* [EXTRACT PROVIDED]:
—————

One example in the training is selling milkshakes. In this scenario participants are asked to list everything they can foresee going wrong if they worked in a store that sold milkshakes. You can run out of ingredients, you can have the wrong ingredients, you can mix up the ingredients, your cup can break, you can spill on the counter, spill on yourself, spill on a customer - the list goes on and on and on. There are a seemingly infinite numbers of issues that could arise, ranging from bad to worse. The manufacturers in the course will then come up with plans and processes to make sure these potential hazards don’t occur.

In life the most common response to a potential hazard is inaction. If you don’t put yourself in the line of fire, you wont get hit. If don’t make a milkshake, you wont spill.
Up until now, I have stayed out of the line of fire when it comes to an advanced degree. If I don’t apply, I don’t have to worry about the myriad of hazards that come with a graduate education. I will not have to deal with the work, the late nights, the stress, the debt. If I don’t apply I will not deal with the insecurity of being unsure how technology works with the educational experience, knowing that when I graduated from college 13 years ago I didn’t yet own a cell phone. If I don’t apply I’ll never have the stress of the GMAT, or worry that my last math course was over a decade ago. Without applying I don’t have to worry that I’m not quite sure anymore if you are supposed to put one space or two after a period when writing a formal research paper.

—————

* [LISTING]:
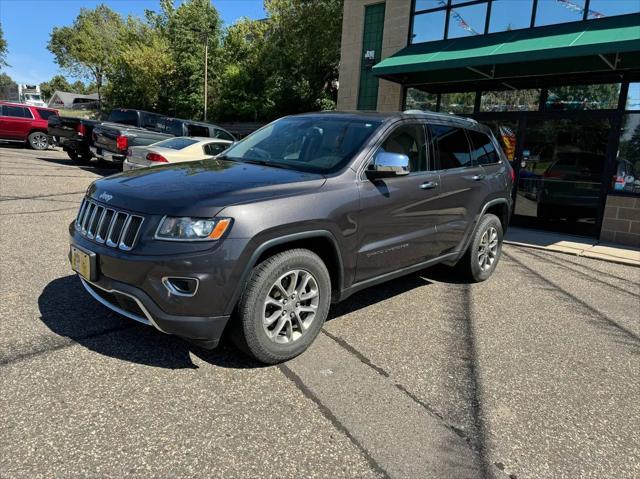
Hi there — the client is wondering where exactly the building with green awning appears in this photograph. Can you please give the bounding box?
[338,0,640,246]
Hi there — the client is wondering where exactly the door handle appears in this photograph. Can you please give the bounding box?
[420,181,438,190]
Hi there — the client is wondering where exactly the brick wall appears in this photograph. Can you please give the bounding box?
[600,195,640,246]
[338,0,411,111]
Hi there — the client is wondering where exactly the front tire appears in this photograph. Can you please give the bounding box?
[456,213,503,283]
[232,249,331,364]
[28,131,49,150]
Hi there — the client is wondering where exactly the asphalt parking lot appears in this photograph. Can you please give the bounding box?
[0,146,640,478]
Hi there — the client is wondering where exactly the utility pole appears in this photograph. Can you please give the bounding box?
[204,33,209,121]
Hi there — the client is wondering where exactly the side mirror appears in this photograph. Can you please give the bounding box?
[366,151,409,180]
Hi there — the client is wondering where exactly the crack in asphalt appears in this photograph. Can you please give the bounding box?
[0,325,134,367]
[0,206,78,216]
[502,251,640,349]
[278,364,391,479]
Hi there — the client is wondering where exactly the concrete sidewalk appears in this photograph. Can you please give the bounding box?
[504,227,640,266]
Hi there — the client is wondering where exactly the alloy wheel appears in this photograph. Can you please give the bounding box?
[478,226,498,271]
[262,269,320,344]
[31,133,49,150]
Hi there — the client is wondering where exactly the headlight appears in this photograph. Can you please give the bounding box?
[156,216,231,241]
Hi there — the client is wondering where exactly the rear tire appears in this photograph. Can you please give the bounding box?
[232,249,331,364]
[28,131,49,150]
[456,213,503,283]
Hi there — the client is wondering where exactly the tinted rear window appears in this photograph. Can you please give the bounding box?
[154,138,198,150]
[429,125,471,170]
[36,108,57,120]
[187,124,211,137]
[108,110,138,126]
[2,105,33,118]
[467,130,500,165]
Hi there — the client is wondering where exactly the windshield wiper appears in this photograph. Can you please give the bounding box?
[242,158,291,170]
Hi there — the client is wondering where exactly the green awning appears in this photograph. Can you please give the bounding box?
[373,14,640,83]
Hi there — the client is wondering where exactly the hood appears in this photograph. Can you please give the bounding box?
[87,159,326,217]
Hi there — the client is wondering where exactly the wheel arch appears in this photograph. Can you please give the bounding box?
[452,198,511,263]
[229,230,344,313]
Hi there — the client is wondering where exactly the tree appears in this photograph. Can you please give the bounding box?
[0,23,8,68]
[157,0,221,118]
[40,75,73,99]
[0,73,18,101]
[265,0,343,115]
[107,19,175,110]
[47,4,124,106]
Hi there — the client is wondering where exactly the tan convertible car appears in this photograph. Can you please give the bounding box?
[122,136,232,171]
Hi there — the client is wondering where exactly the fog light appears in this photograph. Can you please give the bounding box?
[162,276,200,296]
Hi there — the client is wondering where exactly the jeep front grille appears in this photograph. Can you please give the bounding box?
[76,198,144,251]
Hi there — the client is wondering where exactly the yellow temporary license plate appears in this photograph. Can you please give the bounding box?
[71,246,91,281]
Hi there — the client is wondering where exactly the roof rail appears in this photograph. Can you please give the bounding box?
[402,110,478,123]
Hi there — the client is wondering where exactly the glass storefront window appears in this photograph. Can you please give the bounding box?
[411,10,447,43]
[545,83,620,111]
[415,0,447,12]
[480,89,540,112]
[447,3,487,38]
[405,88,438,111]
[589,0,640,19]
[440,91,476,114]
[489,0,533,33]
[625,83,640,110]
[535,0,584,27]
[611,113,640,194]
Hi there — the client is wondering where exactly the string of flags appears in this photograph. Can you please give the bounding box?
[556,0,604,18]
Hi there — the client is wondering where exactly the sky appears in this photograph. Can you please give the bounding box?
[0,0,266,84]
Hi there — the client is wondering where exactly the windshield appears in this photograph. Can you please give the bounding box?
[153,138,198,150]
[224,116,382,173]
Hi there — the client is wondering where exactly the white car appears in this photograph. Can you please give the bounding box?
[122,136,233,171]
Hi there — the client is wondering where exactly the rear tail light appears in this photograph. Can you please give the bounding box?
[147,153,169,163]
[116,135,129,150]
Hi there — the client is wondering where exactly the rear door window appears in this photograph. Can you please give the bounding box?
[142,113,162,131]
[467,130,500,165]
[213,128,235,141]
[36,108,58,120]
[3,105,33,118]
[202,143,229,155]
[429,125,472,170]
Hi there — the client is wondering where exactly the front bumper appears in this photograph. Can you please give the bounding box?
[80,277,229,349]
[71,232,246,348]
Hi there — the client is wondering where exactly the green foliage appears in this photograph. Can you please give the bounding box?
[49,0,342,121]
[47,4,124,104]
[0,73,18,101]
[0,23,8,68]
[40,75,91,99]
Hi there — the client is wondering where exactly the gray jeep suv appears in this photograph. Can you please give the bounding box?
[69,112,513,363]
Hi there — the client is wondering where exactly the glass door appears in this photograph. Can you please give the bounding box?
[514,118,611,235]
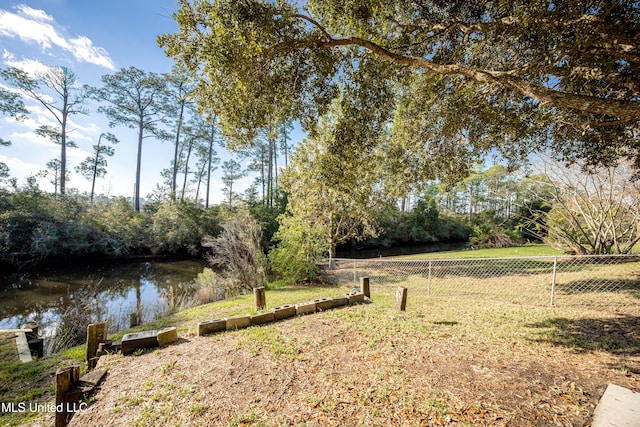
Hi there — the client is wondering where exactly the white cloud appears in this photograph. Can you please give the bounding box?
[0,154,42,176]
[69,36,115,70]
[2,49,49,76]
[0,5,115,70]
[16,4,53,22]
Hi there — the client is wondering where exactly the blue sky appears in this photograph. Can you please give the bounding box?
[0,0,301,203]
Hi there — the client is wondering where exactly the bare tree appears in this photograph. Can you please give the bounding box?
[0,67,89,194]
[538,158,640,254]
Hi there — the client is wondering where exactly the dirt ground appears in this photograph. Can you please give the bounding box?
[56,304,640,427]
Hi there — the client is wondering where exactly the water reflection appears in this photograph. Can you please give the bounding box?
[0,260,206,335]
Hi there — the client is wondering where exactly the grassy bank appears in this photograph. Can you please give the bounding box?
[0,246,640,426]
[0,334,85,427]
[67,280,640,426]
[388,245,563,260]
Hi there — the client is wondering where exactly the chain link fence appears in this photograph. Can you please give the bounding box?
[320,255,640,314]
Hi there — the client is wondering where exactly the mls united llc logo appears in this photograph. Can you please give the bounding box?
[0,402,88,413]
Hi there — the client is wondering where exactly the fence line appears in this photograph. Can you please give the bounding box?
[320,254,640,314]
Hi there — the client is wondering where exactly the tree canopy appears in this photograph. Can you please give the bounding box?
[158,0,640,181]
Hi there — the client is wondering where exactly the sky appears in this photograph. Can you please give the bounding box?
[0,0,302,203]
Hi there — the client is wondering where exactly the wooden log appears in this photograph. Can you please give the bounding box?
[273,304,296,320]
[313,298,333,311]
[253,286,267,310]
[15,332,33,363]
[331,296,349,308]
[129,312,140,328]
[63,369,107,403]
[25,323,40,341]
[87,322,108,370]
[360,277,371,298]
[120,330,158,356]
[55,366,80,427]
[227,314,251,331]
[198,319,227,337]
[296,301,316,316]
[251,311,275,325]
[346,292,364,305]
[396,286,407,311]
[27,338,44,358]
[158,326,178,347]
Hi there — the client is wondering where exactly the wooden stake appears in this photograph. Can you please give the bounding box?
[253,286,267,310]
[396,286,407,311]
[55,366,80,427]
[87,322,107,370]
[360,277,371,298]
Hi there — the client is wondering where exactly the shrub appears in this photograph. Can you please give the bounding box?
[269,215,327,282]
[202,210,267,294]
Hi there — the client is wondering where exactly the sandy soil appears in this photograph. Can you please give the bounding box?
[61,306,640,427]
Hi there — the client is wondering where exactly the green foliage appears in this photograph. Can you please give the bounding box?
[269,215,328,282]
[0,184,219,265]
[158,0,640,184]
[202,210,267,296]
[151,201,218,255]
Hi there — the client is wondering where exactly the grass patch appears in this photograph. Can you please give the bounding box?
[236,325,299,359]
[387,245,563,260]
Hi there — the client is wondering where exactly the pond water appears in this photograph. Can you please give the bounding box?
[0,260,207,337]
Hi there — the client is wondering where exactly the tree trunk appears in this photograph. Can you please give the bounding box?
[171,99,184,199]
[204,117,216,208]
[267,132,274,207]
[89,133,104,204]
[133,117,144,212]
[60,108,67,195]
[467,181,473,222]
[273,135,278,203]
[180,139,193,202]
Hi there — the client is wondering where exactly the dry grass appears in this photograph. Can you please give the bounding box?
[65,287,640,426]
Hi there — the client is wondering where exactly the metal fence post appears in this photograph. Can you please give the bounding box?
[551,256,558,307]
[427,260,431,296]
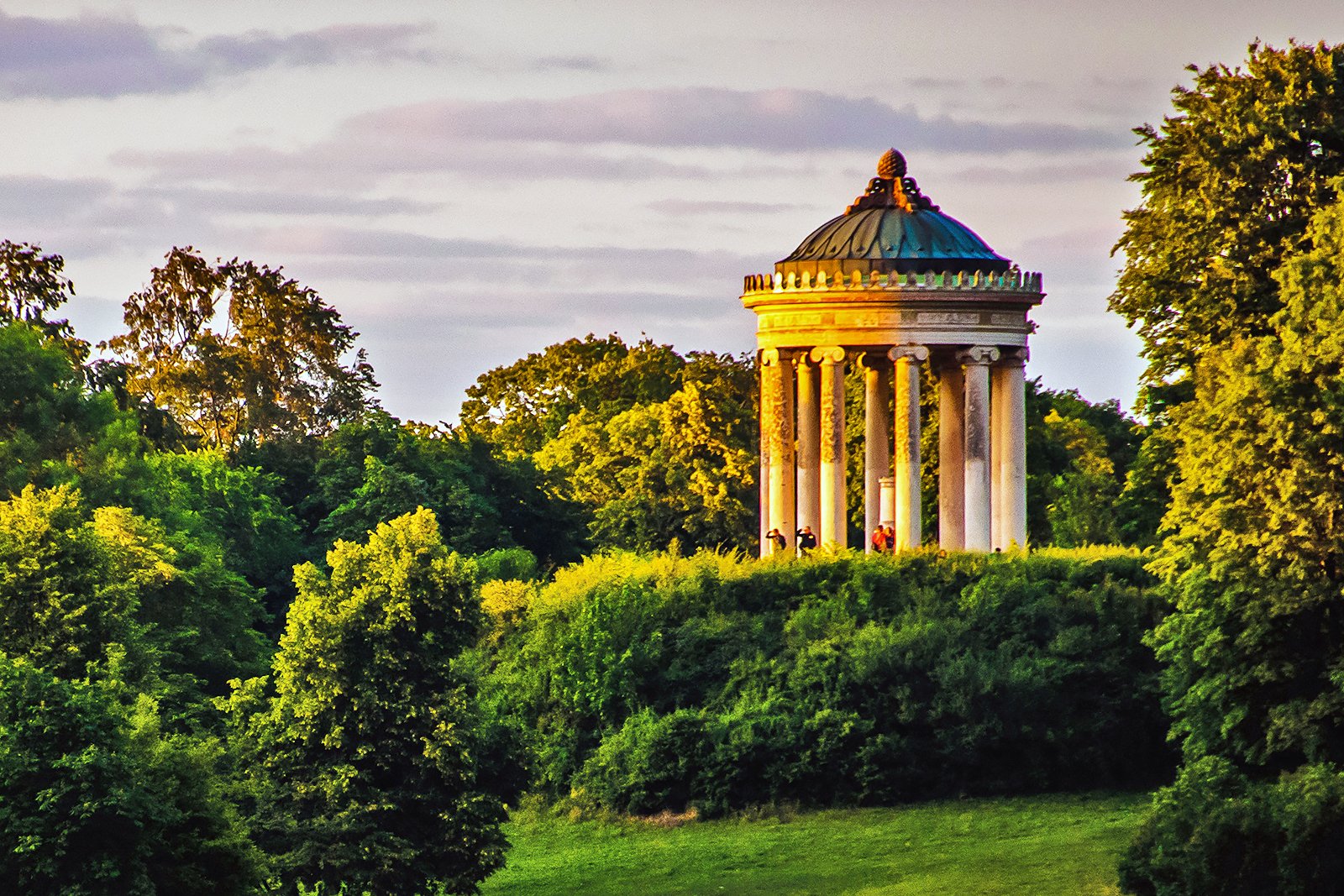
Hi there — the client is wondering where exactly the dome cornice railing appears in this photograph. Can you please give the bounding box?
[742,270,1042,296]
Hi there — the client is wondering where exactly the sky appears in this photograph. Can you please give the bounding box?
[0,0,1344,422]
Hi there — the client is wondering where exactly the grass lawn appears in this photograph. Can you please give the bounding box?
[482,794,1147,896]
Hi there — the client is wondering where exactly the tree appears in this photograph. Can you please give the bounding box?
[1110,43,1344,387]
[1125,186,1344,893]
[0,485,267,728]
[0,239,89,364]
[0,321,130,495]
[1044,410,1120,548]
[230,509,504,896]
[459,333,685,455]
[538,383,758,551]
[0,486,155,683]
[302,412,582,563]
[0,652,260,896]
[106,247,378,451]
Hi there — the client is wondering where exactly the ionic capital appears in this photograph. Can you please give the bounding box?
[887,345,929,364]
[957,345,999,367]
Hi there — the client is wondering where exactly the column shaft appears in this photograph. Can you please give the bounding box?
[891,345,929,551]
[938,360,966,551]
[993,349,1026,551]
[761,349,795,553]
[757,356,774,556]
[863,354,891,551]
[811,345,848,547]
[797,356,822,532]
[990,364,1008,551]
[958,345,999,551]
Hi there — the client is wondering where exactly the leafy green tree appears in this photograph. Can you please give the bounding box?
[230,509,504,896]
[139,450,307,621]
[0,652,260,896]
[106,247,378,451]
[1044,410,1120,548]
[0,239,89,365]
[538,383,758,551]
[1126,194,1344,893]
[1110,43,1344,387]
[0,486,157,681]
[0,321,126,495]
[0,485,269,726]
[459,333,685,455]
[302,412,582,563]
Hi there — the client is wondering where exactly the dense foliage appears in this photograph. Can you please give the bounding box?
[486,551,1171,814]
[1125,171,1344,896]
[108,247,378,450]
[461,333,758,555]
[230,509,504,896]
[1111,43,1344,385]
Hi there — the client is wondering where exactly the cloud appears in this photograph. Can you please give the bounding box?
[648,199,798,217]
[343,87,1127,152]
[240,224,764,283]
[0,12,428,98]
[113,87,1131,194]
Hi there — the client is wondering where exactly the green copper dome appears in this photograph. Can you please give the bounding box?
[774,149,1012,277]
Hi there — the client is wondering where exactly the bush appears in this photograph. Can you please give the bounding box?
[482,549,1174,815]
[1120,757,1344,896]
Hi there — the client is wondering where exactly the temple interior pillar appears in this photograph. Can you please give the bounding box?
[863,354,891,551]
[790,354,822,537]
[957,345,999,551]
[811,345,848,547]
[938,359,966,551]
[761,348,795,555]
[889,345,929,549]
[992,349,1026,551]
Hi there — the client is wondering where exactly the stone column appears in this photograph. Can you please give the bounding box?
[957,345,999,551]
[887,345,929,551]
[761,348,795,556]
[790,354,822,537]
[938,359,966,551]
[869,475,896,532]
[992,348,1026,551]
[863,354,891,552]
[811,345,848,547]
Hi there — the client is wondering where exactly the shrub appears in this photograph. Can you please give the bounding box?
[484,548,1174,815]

—————

* [PARTS OF THE EXERCISE]:
1. List the hazards of a graduate education that the writer says they will not have to deal with, according to the passage about milkshakes and applying to graduate school.
2. Reproduce the passage about milkshakes and applying to graduate school word for word, from "Up until now, I" to "formal research paper.".
3. Answer these questions from the passage about milkshakes and applying to graduate school.
(a) What is sold in the store used as an example in the training?
(b) How many years ago did the writer graduate from college?
(c) Which exam does the writer name as a source of stress?

* [TASK-BY-TASK OUTPUTS]:
1.
the work
the late nights
the stress
the debt

2.
Up until now, I have stayed out of the line of fire when it comes to an advanced degree. If I don’t apply, I don’t have to worry about the myriad of hazards that come with a graduate education. I will not have to deal with the work, the late nights, the stress, the debt. If I don’t apply I will not deal with the insecurity of being unsure how technology works with the educational experience, knowing that when I graduated from college 13 years ago I didn’t yet own a cell phone. If I don’t apply I’ll never have the stress of the GMAT, or worry that my last math course was over a decade ago. Without applying I don’t have to worry that I’m not quite sure anymore if you are supposed to put one space or two after a period when writing a formal research paper.

3.
(a) Milkshakes
(b) 13 years ago
(c) The GMAT